Alistair Flashcards
What are the names of the two efflux pumps?
AcrAB-TolC
MacAB-TolC
How are the two pumps powered?
AcrAB-TolC = proton motive force MacAB-TolC = atp hydrolysis
What is the structure of TolC?
Trimeric
50kDa.
Porin.
β-barrel of 3x 4 antiparallel strands forms a pore in the outer membrane.
The top (outer membrane) remains open all the time but the bottom is closed (on the periplasmic side).
The tips of the helices come together to close at the bottom to differentiate between periplasm and outside world.
Describe open and closed states of TolC
In absence of the rest of the machinery, TolC is closed. It opens with conformational changes. It only happens very rarely, only when the entire thing is assembled. Makes sense – to stop leakage/invasion.
Hydrogen bonds seal the periplasmic end.
It opens when in tripartite system.
Describe periplasmic adaptors
- Long alpha helical hairpin domain interacts with TolC.

● **RECORDS SHOWN**:
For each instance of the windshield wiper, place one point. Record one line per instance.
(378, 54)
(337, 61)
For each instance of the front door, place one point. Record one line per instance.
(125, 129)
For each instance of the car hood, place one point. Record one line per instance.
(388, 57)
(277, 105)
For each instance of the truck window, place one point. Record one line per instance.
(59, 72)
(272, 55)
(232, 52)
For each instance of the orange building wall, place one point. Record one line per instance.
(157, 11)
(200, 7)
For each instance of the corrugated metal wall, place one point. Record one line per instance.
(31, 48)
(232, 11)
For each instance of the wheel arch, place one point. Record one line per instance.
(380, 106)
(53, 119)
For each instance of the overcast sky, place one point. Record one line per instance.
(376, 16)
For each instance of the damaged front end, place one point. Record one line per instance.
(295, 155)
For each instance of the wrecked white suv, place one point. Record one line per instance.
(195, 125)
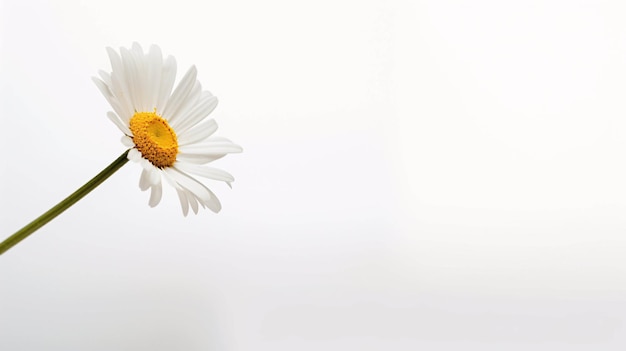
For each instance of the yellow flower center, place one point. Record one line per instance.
(154, 138)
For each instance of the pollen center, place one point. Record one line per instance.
(154, 138)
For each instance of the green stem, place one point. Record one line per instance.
(63, 205)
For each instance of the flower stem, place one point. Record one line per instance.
(63, 205)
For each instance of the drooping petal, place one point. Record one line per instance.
(205, 171)
(200, 132)
(211, 147)
(203, 108)
(144, 180)
(155, 195)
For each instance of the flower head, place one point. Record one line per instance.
(168, 131)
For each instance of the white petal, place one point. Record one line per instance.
(106, 77)
(119, 86)
(155, 68)
(144, 180)
(198, 133)
(180, 93)
(204, 171)
(155, 195)
(194, 186)
(118, 122)
(134, 155)
(205, 106)
(188, 104)
(108, 94)
(193, 202)
(168, 75)
(155, 176)
(211, 147)
(132, 79)
(127, 141)
(182, 196)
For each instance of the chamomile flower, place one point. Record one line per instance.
(167, 129)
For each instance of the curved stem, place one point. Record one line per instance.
(63, 205)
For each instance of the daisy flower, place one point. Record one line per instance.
(167, 129)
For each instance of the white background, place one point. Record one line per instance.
(426, 175)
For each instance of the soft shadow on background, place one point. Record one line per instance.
(438, 175)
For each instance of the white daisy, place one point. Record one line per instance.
(168, 131)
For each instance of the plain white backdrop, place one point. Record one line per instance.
(416, 175)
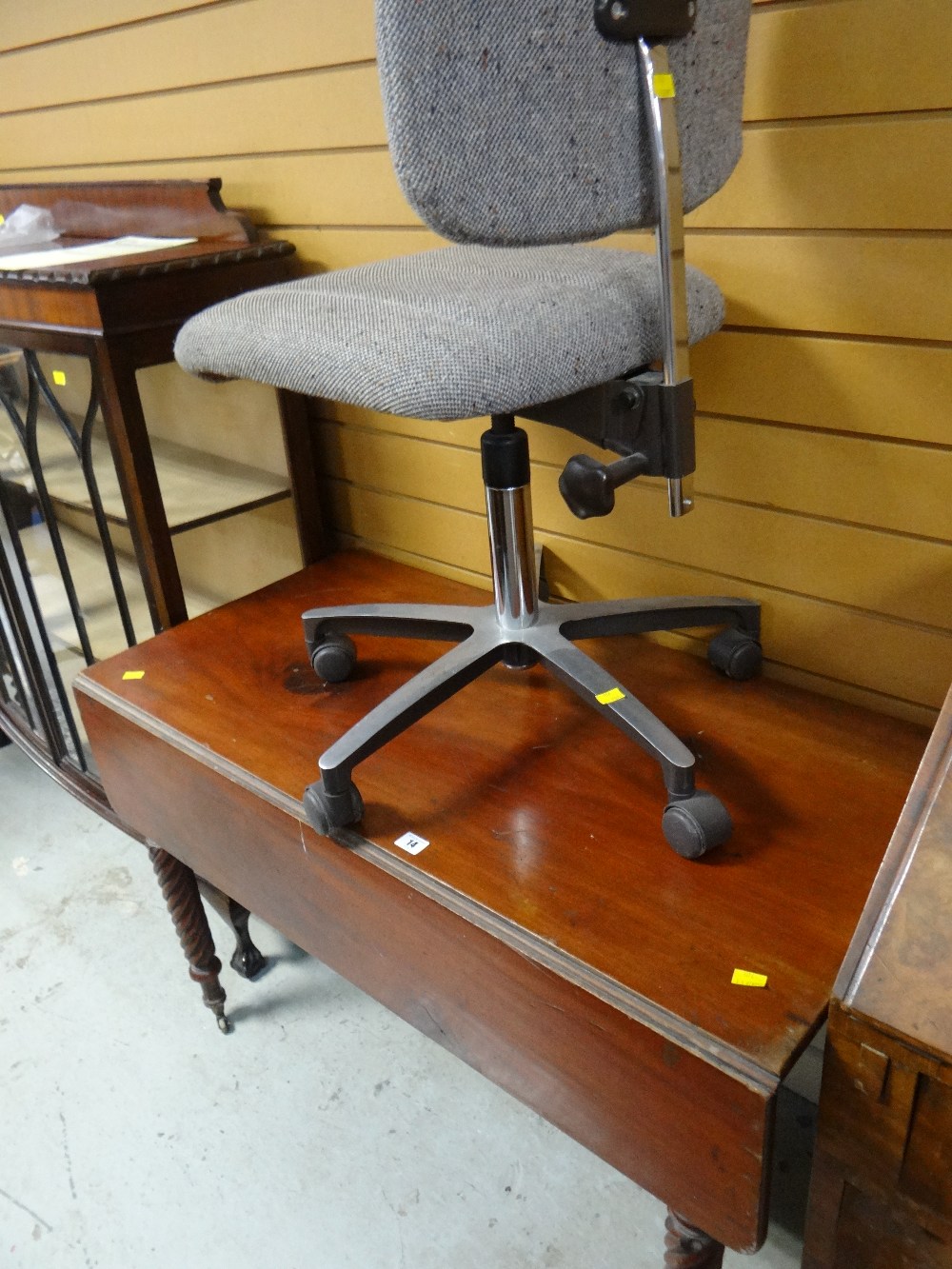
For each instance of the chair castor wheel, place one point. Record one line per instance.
(334, 656)
(697, 823)
(735, 654)
(327, 811)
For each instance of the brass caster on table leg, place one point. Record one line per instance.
(689, 1248)
(181, 892)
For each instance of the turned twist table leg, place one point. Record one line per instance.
(689, 1248)
(181, 892)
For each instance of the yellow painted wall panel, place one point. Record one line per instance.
(205, 46)
(879, 571)
(848, 57)
(790, 176)
(908, 662)
(853, 480)
(824, 442)
(30, 23)
(860, 386)
(308, 110)
(866, 174)
(852, 285)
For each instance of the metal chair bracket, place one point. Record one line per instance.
(645, 19)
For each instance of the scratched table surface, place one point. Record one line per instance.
(540, 811)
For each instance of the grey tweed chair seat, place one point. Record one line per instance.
(452, 332)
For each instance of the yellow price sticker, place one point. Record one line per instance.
(608, 698)
(664, 85)
(748, 979)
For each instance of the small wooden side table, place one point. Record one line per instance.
(882, 1189)
(122, 313)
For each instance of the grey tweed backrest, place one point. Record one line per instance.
(514, 122)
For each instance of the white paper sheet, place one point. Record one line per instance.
(109, 248)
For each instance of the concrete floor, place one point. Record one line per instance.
(324, 1134)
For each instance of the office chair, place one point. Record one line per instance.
(521, 129)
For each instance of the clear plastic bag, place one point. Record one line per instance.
(27, 226)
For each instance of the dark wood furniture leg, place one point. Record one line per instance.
(247, 959)
(132, 453)
(181, 892)
(688, 1248)
(304, 468)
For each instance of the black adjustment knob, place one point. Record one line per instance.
(588, 486)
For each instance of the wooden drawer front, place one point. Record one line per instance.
(688, 1131)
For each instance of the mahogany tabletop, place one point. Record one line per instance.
(547, 934)
(540, 812)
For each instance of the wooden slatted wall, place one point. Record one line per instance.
(824, 466)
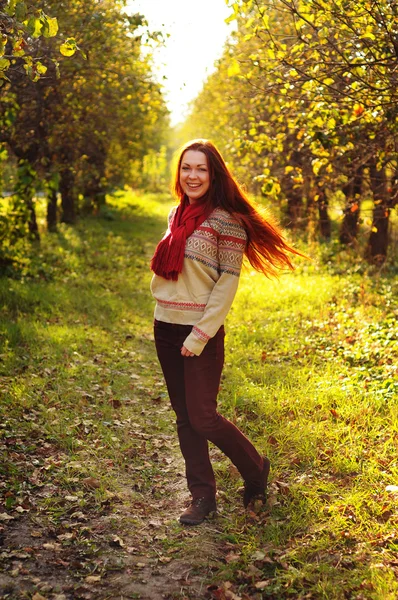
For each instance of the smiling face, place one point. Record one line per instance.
(194, 174)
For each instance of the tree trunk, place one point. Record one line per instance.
(32, 223)
(376, 250)
(66, 187)
(52, 211)
(349, 225)
(294, 207)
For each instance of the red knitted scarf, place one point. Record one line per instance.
(169, 254)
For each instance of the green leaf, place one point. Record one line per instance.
(20, 11)
(34, 27)
(69, 47)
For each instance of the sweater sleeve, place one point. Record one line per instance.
(231, 247)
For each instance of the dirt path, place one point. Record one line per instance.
(133, 547)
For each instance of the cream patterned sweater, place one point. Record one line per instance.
(206, 287)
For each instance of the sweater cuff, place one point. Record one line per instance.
(194, 344)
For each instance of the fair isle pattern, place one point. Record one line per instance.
(202, 246)
(181, 305)
(218, 243)
(200, 334)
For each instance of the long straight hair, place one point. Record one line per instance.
(266, 248)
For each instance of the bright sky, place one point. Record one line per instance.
(197, 35)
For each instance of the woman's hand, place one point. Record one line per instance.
(186, 352)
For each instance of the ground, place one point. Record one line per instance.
(91, 478)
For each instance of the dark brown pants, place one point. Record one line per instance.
(193, 383)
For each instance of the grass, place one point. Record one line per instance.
(310, 377)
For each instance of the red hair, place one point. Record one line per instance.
(266, 247)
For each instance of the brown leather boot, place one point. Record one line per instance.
(199, 509)
(257, 489)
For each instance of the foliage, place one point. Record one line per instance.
(87, 436)
(89, 130)
(307, 91)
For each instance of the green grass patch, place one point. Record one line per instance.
(310, 377)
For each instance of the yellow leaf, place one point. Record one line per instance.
(234, 68)
(68, 48)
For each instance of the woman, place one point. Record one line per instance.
(197, 266)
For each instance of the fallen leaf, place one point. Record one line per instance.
(389, 488)
(260, 585)
(117, 541)
(93, 578)
(232, 557)
(36, 533)
(6, 517)
(65, 536)
(54, 546)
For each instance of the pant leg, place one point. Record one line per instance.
(202, 380)
(169, 339)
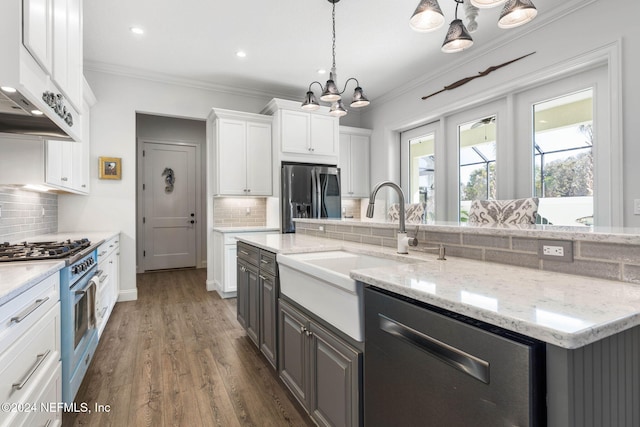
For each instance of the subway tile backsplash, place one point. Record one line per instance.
(25, 214)
(239, 211)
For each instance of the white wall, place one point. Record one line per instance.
(112, 204)
(590, 28)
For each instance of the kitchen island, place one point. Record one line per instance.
(590, 325)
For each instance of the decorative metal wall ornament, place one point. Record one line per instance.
(480, 74)
(169, 179)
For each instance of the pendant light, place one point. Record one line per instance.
(458, 38)
(516, 13)
(330, 92)
(428, 16)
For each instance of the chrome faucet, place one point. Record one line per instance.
(403, 240)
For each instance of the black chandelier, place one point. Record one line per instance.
(330, 92)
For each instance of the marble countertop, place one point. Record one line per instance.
(587, 233)
(18, 277)
(564, 310)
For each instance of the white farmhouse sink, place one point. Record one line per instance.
(320, 282)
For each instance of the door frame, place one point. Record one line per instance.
(200, 223)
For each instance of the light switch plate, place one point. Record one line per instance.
(555, 250)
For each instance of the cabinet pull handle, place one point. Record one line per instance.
(39, 359)
(452, 356)
(20, 317)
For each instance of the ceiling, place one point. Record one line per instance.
(286, 42)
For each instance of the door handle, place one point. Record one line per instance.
(458, 359)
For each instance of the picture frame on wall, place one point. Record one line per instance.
(110, 168)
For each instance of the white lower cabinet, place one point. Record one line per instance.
(225, 277)
(109, 282)
(30, 367)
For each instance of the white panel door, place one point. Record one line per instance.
(169, 224)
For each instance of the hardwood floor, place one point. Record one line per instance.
(178, 357)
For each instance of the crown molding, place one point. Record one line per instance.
(545, 18)
(102, 67)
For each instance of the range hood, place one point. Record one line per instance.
(19, 115)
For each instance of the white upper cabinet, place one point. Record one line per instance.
(241, 153)
(354, 162)
(302, 136)
(37, 31)
(67, 49)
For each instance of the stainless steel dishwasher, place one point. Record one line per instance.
(424, 366)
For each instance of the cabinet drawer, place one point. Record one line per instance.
(23, 365)
(48, 412)
(268, 262)
(249, 253)
(23, 311)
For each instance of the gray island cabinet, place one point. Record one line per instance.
(257, 297)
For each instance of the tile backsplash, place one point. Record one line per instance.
(239, 211)
(26, 214)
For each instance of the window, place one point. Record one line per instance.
(563, 158)
(422, 173)
(477, 166)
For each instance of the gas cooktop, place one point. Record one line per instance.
(32, 251)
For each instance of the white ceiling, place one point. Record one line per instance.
(286, 41)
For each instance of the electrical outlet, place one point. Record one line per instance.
(555, 250)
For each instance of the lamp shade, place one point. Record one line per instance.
(337, 109)
(485, 4)
(310, 102)
(330, 92)
(457, 39)
(516, 13)
(427, 17)
(359, 100)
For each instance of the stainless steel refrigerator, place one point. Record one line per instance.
(308, 191)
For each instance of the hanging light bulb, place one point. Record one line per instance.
(337, 109)
(330, 91)
(516, 13)
(427, 17)
(458, 38)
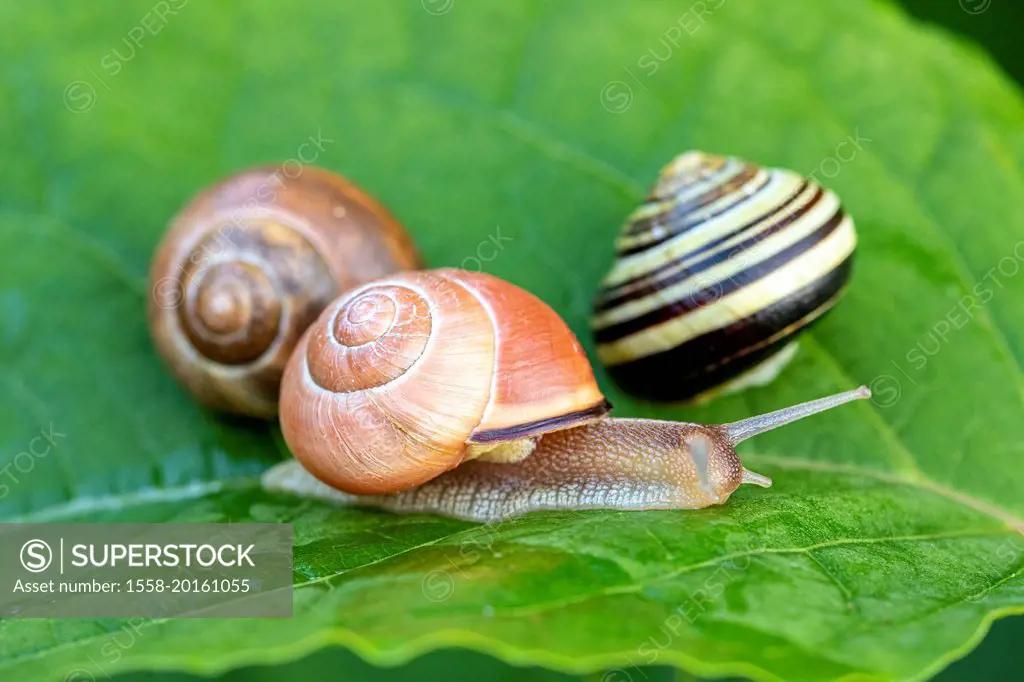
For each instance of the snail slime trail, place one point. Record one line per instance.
(484, 410)
(229, 303)
(716, 272)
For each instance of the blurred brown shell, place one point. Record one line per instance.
(249, 264)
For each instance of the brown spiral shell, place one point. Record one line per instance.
(248, 265)
(397, 380)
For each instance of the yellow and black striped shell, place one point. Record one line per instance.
(716, 272)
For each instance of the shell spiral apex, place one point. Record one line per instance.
(399, 380)
(716, 272)
(248, 265)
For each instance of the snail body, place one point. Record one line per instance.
(716, 273)
(248, 264)
(460, 394)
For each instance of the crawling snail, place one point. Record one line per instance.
(716, 272)
(248, 265)
(460, 394)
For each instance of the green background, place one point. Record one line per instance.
(1000, 656)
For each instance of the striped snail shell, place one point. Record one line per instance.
(248, 265)
(402, 379)
(717, 271)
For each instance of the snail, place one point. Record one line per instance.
(461, 394)
(716, 273)
(248, 264)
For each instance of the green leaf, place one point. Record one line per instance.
(887, 545)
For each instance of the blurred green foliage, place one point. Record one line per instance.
(998, 657)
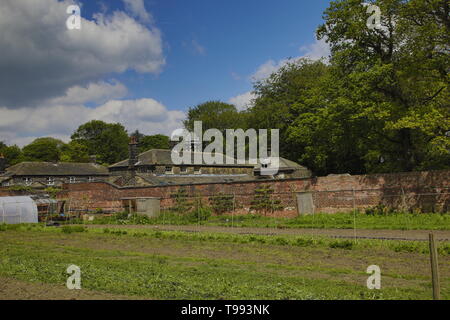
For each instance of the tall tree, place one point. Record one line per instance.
(109, 142)
(43, 149)
(157, 141)
(214, 115)
(75, 152)
(394, 79)
(13, 154)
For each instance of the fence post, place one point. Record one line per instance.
(234, 208)
(434, 268)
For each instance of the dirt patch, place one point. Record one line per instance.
(13, 289)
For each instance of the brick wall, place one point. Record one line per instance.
(426, 190)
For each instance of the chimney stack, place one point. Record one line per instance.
(134, 153)
(93, 159)
(2, 164)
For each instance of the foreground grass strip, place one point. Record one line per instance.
(172, 277)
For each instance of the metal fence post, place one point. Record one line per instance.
(434, 268)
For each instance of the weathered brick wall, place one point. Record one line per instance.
(426, 190)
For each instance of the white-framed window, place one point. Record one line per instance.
(50, 181)
(169, 170)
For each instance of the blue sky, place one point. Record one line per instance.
(142, 63)
(212, 47)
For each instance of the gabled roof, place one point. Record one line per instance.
(164, 158)
(56, 169)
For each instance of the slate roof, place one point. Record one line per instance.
(164, 158)
(56, 169)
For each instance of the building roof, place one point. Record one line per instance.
(56, 169)
(164, 158)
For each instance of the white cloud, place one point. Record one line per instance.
(243, 101)
(22, 125)
(99, 92)
(137, 9)
(41, 59)
(315, 51)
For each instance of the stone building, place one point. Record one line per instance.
(48, 174)
(155, 167)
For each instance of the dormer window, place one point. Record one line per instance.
(50, 181)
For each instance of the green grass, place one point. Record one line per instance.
(394, 221)
(216, 266)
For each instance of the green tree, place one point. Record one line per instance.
(109, 142)
(13, 154)
(75, 152)
(394, 80)
(214, 115)
(43, 149)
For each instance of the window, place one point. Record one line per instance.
(50, 181)
(169, 170)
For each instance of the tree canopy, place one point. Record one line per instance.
(107, 141)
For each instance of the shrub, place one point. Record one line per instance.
(346, 244)
(379, 210)
(72, 229)
(222, 203)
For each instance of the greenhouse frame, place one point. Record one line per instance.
(14, 210)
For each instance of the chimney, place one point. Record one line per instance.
(2, 163)
(93, 159)
(134, 153)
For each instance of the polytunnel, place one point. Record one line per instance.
(15, 210)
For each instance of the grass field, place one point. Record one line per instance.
(136, 263)
(396, 221)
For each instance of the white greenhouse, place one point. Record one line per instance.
(15, 210)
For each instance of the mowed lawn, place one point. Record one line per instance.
(152, 264)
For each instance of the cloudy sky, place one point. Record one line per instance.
(142, 63)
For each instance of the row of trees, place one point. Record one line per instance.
(380, 104)
(107, 142)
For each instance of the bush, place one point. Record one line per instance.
(379, 210)
(346, 244)
(72, 229)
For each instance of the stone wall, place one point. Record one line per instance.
(428, 191)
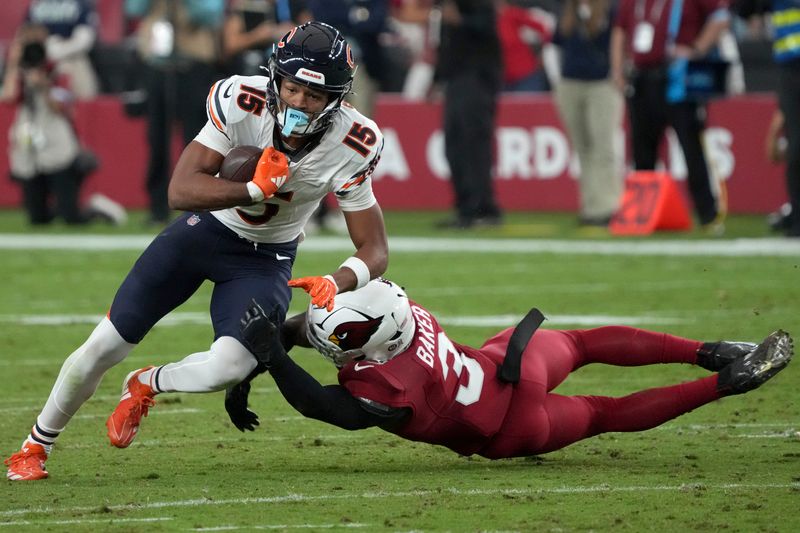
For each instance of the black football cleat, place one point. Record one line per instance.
(715, 356)
(761, 364)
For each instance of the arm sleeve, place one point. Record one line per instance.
(331, 403)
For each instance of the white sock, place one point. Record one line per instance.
(80, 374)
(150, 378)
(45, 437)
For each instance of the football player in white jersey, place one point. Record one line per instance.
(242, 237)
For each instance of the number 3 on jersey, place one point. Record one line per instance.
(471, 392)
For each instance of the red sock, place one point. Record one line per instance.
(627, 346)
(652, 407)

● **PARTS OF THE EXERCISE**:
• a. List every question posed in the efflux pump flashcards.
• b. Write the next part of the efflux pump flashcards, picking up after the final line about periplasmic adaptors.
The records come from a source unrelated to the efflux pump flashcards.

● **EXPECTED RESULTS**:
• a.
- What are the names of the two efflux pumps?
- How are the two pumps powered?
- What is the structure of TolC?
- Describe open and closed states of TolC
- Describe periplasmic adaptors

• b.
- Four domains like beads on a string with flexibility between them
- allows adaptors to wrap around TolC on OM and inner membrane pump to form a seal between the two.
- Anchored to the inner membrane with a cysteine residue with a fatty acyl group in the membrane (AcrA) or with a TM helix (MacA)
Structure of AcrB inner membrane pump
Trimer (three molecules of the AcrB monomer).
12 Transmembrane helices per monomer (36 total).
No pore so substrates are periplasmic.
Uses proton gradient.
Energy is used in Funnel domains.
What is the stoichiometry in AcrAB-TolC and how was it found?
3:6:3
Daurey et al (2016) Nature worked out the TEM (CryoEM) structure at low resolution of the entire complex.
Used nanodisc technology (a way of purifying membrane proteins in natural state) to keep pump in a sort of membrane physiological environment
How does AcrAB-TolC work?
Functional Rotation - lock-step mechanism by Murakami (2006). Trimer has three states: L = Loose, T = Tight, O = Open. Substrate binds, converts from L to T. Proton binds, converts from T to O.
What does knocking out MacB make a bacteria susceptible to?
macrolide resistance
Why do we look into MacAB-TolC?
Overexpressing it makes bacteria becomes tolerant to 32x more erythromycin.
Also provides resistance to Kanamycin, Colistin and Bacitracin.
Colistin is a last resort antibiotic. Only used for multidrug resistance. Bad side effects.
So resistance to this is scary.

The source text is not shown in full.